[Given instruction 1]
Quote the TruffleSqueak thread verbatim, starting at "- Implementing some" and ending at "is an object.".

I think the bias towards videos is because of the interactive and graphical nature of Smalltalk. Other programming languages, a simple text post with code snippets is usually enough but, with "environments full of awe and wonder" such as Squeak I believe only video can fully capture what is going on.
Personally, I like watching good demo videos of systems I am not familiar with, and not everyone is familiar with Smalltalk. It's easy to set TruffleSqueak up on your machine if you like to experiment on your own. Apart from that, the README.md includes a list of blog posts and papers.
Anyway, I'd really like to know how we could improve and make it more "practical to get more info". Any thoughts or suggestions?
Thanks for the feedback! We have plans to create a tutorial soon and run it virtually during SPLASH/ECOOP'20 [1] (I have to check why the tutorial page is no longer public).
One of the problems with attempting to propagate Smalltalk culture is that when your interaction with the machine doesn't resemble interacting with a teleprinter, then a wall of text becomes a poor medium for capturing it.
> I'd love to just hear more about your experience building this on top of Graal/Truffle.
There are lots of good resources for learning how to implement a language in Truffle. In addition to the official documentation and the GraalVM Slack, I often find myself looking at other GraalVM languages that are open source (e.g. Graal.js, SimpleLanguage, GraalPython). Also, the tooling available to language implementers is quite good (e.g. all debugging and profiling tools for Java, Truffle's language-agnostic tools, Ideal Graph Visualizer for analyzing Graal/Truffle graphs, Graal/Truffle command-line flags, ...).
> Any interesting or surprising anecdotes?
Supporting a Smalltalk system on the GraalVM definitely comes with interesting challenges, here are a couple of examples:
- Truffle is designed for building AST interpreters. Squeak is based on the Smalltalk-80 specification, which includes a well-defined bytecode set. For compatibility, you want a bytecode interpreter for Smalltalk. We even wrote a paper about how to do this with Truffle: https://fniephaus.com/2018/icooolps18-graalsqueak.pdf.
- Implementing some core Smalltalk mechanisms (e.g. allInstances, thisContext, becomeForward:, ...) and make them work well with the Graal compiler.
- Smalltalk is not just a language, but also a programming system. TruffleSqueak uses AWT/Swing for rendering the UI on GraalVM, and SDL2 when AOT-compiled with native image. Running UI applications with the Graal compiler, however, can yield interesting results. See for yourself: https://www.youtube.com/watch?v=wuGVyzUsEqE.
- Saving the image without breaking compatibility with the OpenSmalltalkVM and other Smalltalk VMs.
- Most languages are file-based, so Truffle's APIs are designed for files. In Smalltalk, everything -- even code -- is an object.
That bouncing atoms video just blew my mind. It took whole minutes, but it got so incredibly fast... Only to grind to a halt as soon as the workload changed just a little, haha.
I'd imagine you have a ton of bigger priorities, but being so hackable I wonder if there are easy tools within Graal/Truffle to hit that peak performance sooner and be stabler. I'd never expected it to stall so aggressively, probably worse than full GC.

[Records to use]

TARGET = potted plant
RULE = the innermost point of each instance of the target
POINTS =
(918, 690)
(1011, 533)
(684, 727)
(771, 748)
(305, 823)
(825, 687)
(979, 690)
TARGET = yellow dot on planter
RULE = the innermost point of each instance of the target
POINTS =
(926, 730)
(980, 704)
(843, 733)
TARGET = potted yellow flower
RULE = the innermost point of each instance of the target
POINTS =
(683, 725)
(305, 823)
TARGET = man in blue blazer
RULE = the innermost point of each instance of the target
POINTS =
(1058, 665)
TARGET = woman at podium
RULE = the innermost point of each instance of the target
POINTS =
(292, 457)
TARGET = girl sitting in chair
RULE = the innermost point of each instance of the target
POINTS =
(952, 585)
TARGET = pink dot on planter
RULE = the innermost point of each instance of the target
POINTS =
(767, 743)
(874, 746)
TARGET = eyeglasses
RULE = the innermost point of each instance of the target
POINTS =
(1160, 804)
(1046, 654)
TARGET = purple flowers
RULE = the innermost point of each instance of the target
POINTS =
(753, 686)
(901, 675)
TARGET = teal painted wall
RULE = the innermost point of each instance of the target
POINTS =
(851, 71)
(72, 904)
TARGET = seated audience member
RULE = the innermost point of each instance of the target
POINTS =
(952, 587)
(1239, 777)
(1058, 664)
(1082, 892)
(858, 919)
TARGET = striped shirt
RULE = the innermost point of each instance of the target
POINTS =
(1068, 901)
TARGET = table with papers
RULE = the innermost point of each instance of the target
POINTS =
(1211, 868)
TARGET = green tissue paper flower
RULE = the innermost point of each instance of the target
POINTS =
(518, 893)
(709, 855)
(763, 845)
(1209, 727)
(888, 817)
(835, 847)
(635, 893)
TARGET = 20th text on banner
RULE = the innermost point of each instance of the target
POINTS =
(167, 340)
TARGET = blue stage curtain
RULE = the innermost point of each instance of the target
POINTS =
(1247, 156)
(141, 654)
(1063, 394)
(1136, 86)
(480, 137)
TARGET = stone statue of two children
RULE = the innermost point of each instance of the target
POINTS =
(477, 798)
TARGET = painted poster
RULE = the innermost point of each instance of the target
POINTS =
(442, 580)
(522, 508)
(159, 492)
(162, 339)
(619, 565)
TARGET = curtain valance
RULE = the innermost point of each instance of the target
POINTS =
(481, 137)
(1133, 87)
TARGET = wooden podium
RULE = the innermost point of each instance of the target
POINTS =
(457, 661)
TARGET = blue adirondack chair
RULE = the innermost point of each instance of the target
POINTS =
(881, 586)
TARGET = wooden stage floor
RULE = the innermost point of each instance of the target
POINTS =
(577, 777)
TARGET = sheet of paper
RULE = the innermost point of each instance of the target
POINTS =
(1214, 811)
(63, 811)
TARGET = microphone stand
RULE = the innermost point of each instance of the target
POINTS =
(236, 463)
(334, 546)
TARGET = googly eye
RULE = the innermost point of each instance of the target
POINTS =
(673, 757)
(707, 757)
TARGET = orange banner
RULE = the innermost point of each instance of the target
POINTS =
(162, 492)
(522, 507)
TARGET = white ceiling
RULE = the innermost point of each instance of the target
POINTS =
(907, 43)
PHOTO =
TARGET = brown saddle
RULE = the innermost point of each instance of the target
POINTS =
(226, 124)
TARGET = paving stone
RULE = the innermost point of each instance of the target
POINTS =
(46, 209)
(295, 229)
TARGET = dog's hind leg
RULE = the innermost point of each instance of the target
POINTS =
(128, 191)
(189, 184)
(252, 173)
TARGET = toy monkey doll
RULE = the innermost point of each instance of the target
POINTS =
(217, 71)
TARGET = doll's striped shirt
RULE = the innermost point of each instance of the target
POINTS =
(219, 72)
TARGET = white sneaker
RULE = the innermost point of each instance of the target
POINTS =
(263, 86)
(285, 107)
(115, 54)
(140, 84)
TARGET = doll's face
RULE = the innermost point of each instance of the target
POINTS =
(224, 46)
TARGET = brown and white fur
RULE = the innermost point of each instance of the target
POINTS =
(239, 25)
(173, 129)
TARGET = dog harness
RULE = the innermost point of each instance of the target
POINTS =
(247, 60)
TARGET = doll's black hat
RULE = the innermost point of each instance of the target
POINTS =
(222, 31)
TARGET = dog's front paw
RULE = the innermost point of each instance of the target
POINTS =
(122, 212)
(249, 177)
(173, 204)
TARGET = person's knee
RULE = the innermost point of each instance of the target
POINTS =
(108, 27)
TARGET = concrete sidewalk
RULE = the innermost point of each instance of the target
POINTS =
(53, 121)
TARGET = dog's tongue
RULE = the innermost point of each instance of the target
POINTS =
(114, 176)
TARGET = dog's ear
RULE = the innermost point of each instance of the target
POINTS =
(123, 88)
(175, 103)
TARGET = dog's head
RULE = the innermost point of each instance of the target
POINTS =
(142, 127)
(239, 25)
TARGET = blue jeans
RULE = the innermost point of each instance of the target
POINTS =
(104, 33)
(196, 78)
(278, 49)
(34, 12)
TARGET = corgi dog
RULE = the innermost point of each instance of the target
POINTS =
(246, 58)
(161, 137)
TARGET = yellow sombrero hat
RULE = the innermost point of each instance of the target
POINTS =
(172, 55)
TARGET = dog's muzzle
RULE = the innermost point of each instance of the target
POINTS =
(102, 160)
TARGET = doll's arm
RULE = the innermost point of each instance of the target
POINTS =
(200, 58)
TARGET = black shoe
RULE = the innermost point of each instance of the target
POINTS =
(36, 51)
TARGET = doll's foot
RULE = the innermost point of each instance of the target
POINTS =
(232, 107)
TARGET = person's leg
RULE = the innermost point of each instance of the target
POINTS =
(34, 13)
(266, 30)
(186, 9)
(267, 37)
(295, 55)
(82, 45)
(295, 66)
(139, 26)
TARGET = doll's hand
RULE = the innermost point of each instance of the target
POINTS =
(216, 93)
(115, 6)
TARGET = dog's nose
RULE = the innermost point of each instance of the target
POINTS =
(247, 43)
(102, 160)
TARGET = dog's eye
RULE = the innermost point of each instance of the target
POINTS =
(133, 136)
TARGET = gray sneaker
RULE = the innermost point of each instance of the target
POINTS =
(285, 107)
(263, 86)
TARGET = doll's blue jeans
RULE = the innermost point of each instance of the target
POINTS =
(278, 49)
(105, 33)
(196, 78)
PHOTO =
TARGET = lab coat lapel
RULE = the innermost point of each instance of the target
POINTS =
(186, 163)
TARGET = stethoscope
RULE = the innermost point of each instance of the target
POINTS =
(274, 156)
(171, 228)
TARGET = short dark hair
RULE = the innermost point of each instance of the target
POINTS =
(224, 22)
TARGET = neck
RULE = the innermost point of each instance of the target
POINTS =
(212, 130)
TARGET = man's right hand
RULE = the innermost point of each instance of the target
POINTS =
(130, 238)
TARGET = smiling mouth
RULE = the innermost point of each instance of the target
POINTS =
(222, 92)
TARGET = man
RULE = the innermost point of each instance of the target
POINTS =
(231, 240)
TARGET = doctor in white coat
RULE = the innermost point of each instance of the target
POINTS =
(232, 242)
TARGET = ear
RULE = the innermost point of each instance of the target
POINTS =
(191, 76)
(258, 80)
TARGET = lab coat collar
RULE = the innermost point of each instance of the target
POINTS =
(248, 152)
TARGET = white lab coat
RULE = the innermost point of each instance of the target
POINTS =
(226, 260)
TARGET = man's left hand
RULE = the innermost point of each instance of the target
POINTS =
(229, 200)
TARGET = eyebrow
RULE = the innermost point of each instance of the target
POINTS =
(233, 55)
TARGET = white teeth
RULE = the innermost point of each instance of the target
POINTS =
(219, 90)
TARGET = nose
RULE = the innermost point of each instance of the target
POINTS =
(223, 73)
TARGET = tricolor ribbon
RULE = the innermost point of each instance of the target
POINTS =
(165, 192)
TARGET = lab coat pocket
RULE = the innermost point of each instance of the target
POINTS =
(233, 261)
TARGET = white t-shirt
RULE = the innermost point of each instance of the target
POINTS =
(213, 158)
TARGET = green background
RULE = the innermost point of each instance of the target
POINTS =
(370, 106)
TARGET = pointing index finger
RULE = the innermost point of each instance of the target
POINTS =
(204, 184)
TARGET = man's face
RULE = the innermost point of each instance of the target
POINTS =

[Given instruction 2]
Put the lines of the listing into a JSON list of strings, one string per line and no blank lines, starting at the line that contains "TARGET = teal painted wall" and ending at the line that contains "(1068, 901)", with both of those lines included and no other lines.

[Exercise output 1]
- Implementing some core Smalltalk mechanisms (e.g. allInstances, thisContext, becomeForward:, ...) and make them work well with the Graal compiler.
- Smalltalk is not just a language, but also a programming system. TruffleSqueak uses AWT/Swing for rendering the UI on GraalVM, and SDL2 when AOT-compiled with native image. Running UI applications with the Graal compiler, however, can yield interesting results. See for yourself: https://www.youtube.com/watch?v=wuGVyzUsEqE.
- Saving the image without breaking compatibility with the OpenSmalltalkVM and other Smalltalk VMs.
- Most languages are file-based, so Truffle's APIs are designed for files. In Smalltalk, everything -- even code -- is an object.

[Exercise output 2]
[
  "TARGET = teal painted wall",
  "RULE = the innermost point of each instance of the target",
  "POINTS =",
  "(851, 71)",
  "(72, 904)",
  "TARGET = seated audience member",
  "RULE = the innermost point of each instance of the target",
  "POINTS =",
  "(952, 587)",
  "(1239, 777)",
  "(1058, 664)",
  "(1082, 892)",
  "(858, 919)",
  "TARGET = striped shirt",
  "RULE = the innermost point of each instance of the target",
  "POINTS =",
  "(1068, 901)"
]